July 25, 2012 at 2:51 am
DECLARE @CumCredit TABLE
(RowId INT, CustomerId INT, TransId INT, Pts INT)
INSERT INTO @CumCredit (Rowid, CustomerID, TransId, pts)
select 1,123,121,10
union
select 2,123,131,20
union
select 3,123,141,15
select * from @CumCredit
select a.*, (select sum(Pts) from @CumCredit where rowid<=a.rowid) as RunningTotal
from @CumCredit a
July 25, 2012 at 4:02 am
beeramgopi (7/25/2012)
DECLARE @CumCredit TABLE(RowId INT, CustomerId INT, TransId INT, Pts INT)
INSERT INTO @CumCredit (Rowid, CustomerID, TransId, pts)
select 1,123,121,10
union
select 2,123,131,20
union
select 3,123,141,15
select * from @CumCredit
select a.*, (select sum(Pts) from @CumCredit where rowid<=a.rowid) as RunningTotal
from @CumCredit a
This Triangular Join works, but performance is usually lowest of the known TSQL methods.
For fast, accurate and documented assistance in answering your questions, please read this article.
Understanding and using APPLY, (I) and (II) Paul White
Hidden RBAR: Triangular Joins / The "Numbers" or "Tally" Table: What it is and how it replaces a loop Jeff Moden
July 25, 2012 at 4:04 am
beeramgopi (7/25/2012)
DECLARE @CumCredit TABLE(RowId INT, CustomerId INT, TransId INT, Pts INT)
INSERT INTO @CumCredit (Rowid, CustomerID, TransId, pts)
select 1,123,121,10
union
select 2,123,131,20
union
select 3,123,141,15
select * from @CumCredit
select a.*, (select sum(Pts) from @CumCredit where rowid<=a.rowid) as RunningTotal
from @CumCredit a
Try that on a big table 😉
Read this article[/url] on why triangular joins are bad
ChrisM@Work (7/25/2012)
This Triangular Join works, but performance is usually lowest of the known TSQL methods.
Ah, beat me to it. I've been on holiday, so I'm slowly having to learn to type again. That's my excuse for slow typing and I'm sticking to it 😀
July 25, 2012 at 1:16 pm
Gosh, that's quite confrontational.
My sincere apologies if I came off as confrontational; that was not my intent.
I, too, get quite a bit of information on the Internet from this site as well as stuff written by a couple of the names you mentioned.

* Data provided:
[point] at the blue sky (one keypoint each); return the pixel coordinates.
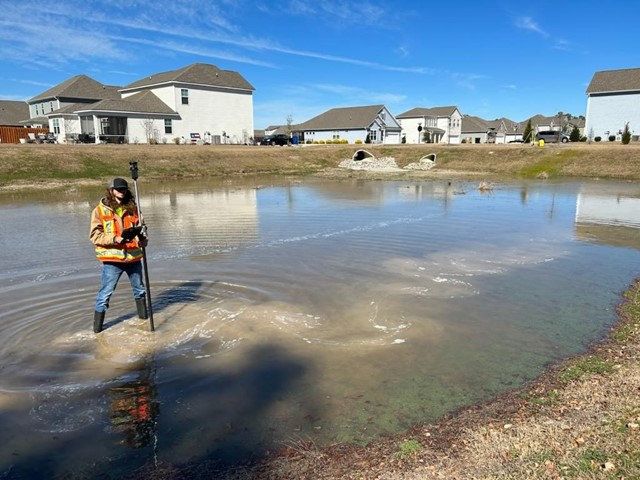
(491, 59)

* Short exercise: Reproduce the running-total thread above word for word, from "Ah, beat me" to "that's quite confrontational.".

* Complete answer:
Ah, beat me to it. I've been on holiday, so I'm slowly having to learn to type again. That's my excuse for slow typing and I'm sticking to it 😀
July 25, 2012 at 1:16 pm
Gosh, that's quite confrontational.